===== 抜粋文

楽屋で、幕の内。| 猫と猫のあいだに1(猫飼い戦記 外伝1)Nov.19
植物にとって鬼門。それが我が家だ。ガーデニングに興味があるが育てる才能がない私。植えれば掘る、かじる、抜くで邪魔をする猫。植物が育った試しがなかった。
(その様子は、お時間あれば戦記1からご参照くださると嬉しいです)
植えては掘り起こされて全滅。長年戦ってきた。そうだった。
だが、一回だけ、植物が何の障害もなく育った奇跡の2カ月がある。
今から5年ほど前のことだ。
前任猫が17歳になった。
洋猫が混じった大きめで中途半端な長毛種。ひいひいばあちゃんくらいが、ペルシャ…ということにしている。知人の獣医師さんも「洋猫混じっているね!」と言っていたので、まんざら嘘ではないはず。

==========
===== 抜粋データ

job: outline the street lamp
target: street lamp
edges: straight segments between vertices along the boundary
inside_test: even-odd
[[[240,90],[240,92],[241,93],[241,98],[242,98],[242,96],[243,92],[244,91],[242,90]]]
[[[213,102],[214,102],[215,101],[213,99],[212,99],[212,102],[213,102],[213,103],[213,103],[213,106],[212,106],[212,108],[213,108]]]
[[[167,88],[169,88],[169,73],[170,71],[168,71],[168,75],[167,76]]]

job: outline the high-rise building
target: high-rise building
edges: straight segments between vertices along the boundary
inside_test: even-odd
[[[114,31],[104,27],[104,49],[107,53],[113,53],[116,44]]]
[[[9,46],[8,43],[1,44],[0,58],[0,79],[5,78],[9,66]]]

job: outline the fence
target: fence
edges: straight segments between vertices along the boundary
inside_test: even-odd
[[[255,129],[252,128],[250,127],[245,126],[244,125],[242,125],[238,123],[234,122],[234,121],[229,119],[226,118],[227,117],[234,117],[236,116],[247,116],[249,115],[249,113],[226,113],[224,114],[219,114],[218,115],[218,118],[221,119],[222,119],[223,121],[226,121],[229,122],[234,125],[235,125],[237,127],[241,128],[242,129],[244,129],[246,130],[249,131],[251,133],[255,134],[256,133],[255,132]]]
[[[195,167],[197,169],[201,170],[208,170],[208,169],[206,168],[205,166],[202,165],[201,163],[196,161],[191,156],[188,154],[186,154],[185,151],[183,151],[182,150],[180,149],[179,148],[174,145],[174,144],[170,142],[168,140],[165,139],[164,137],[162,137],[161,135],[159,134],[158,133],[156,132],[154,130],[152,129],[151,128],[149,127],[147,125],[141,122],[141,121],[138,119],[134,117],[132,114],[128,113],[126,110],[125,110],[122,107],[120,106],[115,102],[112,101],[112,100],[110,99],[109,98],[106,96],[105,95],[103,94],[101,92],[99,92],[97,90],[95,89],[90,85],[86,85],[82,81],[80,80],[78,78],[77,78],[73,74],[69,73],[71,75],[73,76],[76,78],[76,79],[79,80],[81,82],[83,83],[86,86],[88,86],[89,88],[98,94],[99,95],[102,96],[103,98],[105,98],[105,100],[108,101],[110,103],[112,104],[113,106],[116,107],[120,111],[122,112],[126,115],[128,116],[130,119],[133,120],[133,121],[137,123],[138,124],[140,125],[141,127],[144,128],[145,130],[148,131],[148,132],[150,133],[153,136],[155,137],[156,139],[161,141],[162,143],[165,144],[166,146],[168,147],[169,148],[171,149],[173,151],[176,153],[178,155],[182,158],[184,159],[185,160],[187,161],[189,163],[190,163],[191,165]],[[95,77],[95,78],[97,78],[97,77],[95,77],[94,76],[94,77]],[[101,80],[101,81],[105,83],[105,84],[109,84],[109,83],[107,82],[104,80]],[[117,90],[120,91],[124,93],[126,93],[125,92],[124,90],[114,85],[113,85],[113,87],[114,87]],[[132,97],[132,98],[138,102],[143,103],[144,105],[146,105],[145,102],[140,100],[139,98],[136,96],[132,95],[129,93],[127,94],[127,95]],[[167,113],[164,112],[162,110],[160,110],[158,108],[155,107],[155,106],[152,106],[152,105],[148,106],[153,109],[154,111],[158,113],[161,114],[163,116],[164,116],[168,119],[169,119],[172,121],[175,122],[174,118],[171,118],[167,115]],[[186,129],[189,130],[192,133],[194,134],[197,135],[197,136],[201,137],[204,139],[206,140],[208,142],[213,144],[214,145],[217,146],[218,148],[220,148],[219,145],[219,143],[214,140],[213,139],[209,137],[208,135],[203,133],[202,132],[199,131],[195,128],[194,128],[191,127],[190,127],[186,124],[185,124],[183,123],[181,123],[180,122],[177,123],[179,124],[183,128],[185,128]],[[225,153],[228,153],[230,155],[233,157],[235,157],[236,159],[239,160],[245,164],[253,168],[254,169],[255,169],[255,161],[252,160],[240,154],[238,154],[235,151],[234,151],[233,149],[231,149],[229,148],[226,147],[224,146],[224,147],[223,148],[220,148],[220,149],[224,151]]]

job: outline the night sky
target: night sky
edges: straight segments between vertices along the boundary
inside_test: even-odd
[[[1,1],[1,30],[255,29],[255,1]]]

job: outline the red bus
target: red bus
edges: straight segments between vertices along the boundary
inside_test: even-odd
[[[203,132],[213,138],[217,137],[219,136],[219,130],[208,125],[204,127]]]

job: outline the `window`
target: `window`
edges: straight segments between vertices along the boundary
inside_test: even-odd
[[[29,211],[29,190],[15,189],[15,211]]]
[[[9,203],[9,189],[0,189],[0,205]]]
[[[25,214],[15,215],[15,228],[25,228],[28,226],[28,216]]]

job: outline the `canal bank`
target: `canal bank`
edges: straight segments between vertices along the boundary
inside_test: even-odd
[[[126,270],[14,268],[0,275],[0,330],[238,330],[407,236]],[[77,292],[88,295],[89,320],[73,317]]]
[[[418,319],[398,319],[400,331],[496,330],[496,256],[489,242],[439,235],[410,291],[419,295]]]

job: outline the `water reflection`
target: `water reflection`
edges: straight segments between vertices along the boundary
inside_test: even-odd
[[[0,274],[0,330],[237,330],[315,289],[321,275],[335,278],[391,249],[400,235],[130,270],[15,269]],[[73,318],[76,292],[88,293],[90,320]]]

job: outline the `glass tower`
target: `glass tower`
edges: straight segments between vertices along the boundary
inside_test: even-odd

==========

#### 課題の内容
抜粋文の筆者は、前任猫に洋猫が混じっているという話を「まんざら嘘ではないはず」だと考えています。その理由を1〜3文で説明してください。

#### この課題の解答
知人の獣医師さんも前任猫を見て「洋猫混じっているね!」と言っていたからです。そのため筆者は、ひいひいばあちゃんくらいがペルシャだということにしている話も、まったくの嘘ではないと考えています。